_Pasaje citado_.
——————

El cardenal Lamberto encarna los auténticos valores de la Iglesia católica, que han abandonado otros por sus debilidades humanas. En su encuentro con Michael Corleone, el religioso le invita a confesarse. Pese a las dudas iniciales del inescrutable jefe de los Corleone, que dice no saber por dónde empezar, acaba accediendo y revela las atrocidades que ha cometido en su vida.
La secuencia de la confesión es uno de los momentos más sobresalientes y conmovedores no solo del film, sino de los tres títulos basados en la obra de Mario Puzo. Previamente, el cardenal, en su conversación con Michael, había cogido una piedra de una fuente para formular una reflexión sobre la fe en Europa: «Observe esta piedra. Ha estado en el agua durante muchísimo tiempo, sin embargo, el agua no la ha penetrado… Lo mismo les ha sucedido a los hombres en Europa. Durante siglos, han estado rodeados por el cristianismo, pero Cristo no les ha penetrado. Cristo no vive en ellos».
Aunque el colofón a la saga no alcance a sus precedentes, es también una valiosa contribución al séptimo arte. No obstante, el resultado podría haber sido mejor. Al Pacino, en las entrevistas que a lo largo de varios lustros le concedió a Lawrence Grobel1, declaró que no se encontraba a gusto con su peinado y eso le hizo sentirse extraño. Tal vez su interpretación no sea tan memorable como en las partes anteriores, pero es Al Pacino. El neoyorquino, asimismo, no creía que el cínico Michael Corleone pudiese llegar a arrepentirse y se quejaba, con mucha razón, que los productores prescindieran -por motivos económicos- de un actor de la categoría de Robert Duvall y, con él, de Tom Hagen, el astuto consejero de la familia Corleone y uno de los principales personajes de la novela de Puzo.
Francis Ford Coppola igualmente lamentó la no contratación de Duvall. Además, sin Hagen en el plantel, se vio obligado a reescribir el guión, un trabajo para el que, según afirma, la Paramount dio un plazo bastante limitado. El cineasta llevaba años rehusando realizar una tercera adaptación acerca de los Corleone y la productora había intentado dar continuidad a la historia, tanteando, entre otros, a Michael Mann, Sidney Lumet, Alan J. Pakula y -no es broma- Sylvester Stallone. Finalmente, Coppola aceptó para paliar las dificultades económicas que atravesaba por proyectos poco rentables.

——————

_Datos disponibles_.
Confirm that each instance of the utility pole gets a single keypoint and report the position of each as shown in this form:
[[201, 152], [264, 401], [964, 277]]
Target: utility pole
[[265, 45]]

——————

_Problema 1_.
Renombra "Lamberto" como "Benedetto" y reproduce el fragmento del pasaje sobre la saga de los Corleone comprendido entre "El cardenal Lamberto" y "en su vida.", ambos incluidos.
_Problema 2_.
Responde a estas preguntas sobre el pasaje sobre la saga de los Corleone:
(a) ¿Qué coge el cardenal de una fuente para su reflexión sobre la fe en Europa?
(b) ¿Con qué no se encontraba a gusto Al Pacino, según declaró a Lawrence Grobel?
(c) ¿Para qué aceptó finalmente Coppola hacer la tercera adaptación?
_Problema 3_.
¿Cómo seguiría el pasaje sobre la saga de los Corleone? Continúalo a partir del punto en que termina.

_Respuesta escrita 1_.
El cardenal Benedetto encarna los auténticos valores de la Iglesia católica, que han abandonado otros por sus debilidades humanas. En su encuentro con Michael Corleone, el religioso le invita a confesarse. Pese a las dudas iniciales del inescrutable jefe de los Corleone, que dice no saber por dónde empezar, acaba accediendo y revela las atrocidades que ha cometido en su vida.

_Respuesta escrita 2_.
(a) Una piedra.
(b) Con su peinado.
(c) Para paliar las dificultades económicas que atravesaba por proyectos poco rentables.

_Respuesta escrita 3_.
Aparte de la ausencia de Robert Duvall, el otro gran inconveniente de la película surgió cuando Winona Ryder dejó el rodaje por problemas personales y se eligió contra reloj a Sofia Coppola, más por interés de su padre que suyo. El padrino III fue una ocasión ciertamente inoportuna para constatar que lo de Sofia Coppola no era la interpretación. Debido a las adversas reacciones tras una proyección para la prensa, previa al estreno, se redujo su diálogo un veinte por ciento. Lástima, porque con Winona el nivel de la cinta hubiese subido sustancialmente. El talento de la bella actriz se habría sumado al de secundarios como Diane Keaton o Andy García.
En su camino a la redención, Michael Corleone se enfrenta a sus fantasmas. Como le advierte el cardenal, es preciso que se convenza de que todavía hay esperanzas para él. Confesar sus pecados le proporciona paz, pero no es suficiente para encontrar luz si no se perdona a sí mismo. Además, debe escapar de un mal en el que ha estado inmerso tanto tiempo que ahora le persigue. De un modo similar a Carlito Brigante, otro de los míticos personajes de Pacino, está atrapado por su pasado. Y es que el film deja constancia de que la redención no es gratis. Los errores y pecados del ayer pueden aparecer en el presente, sobre todo cuando uno no cree posible su propia salvación.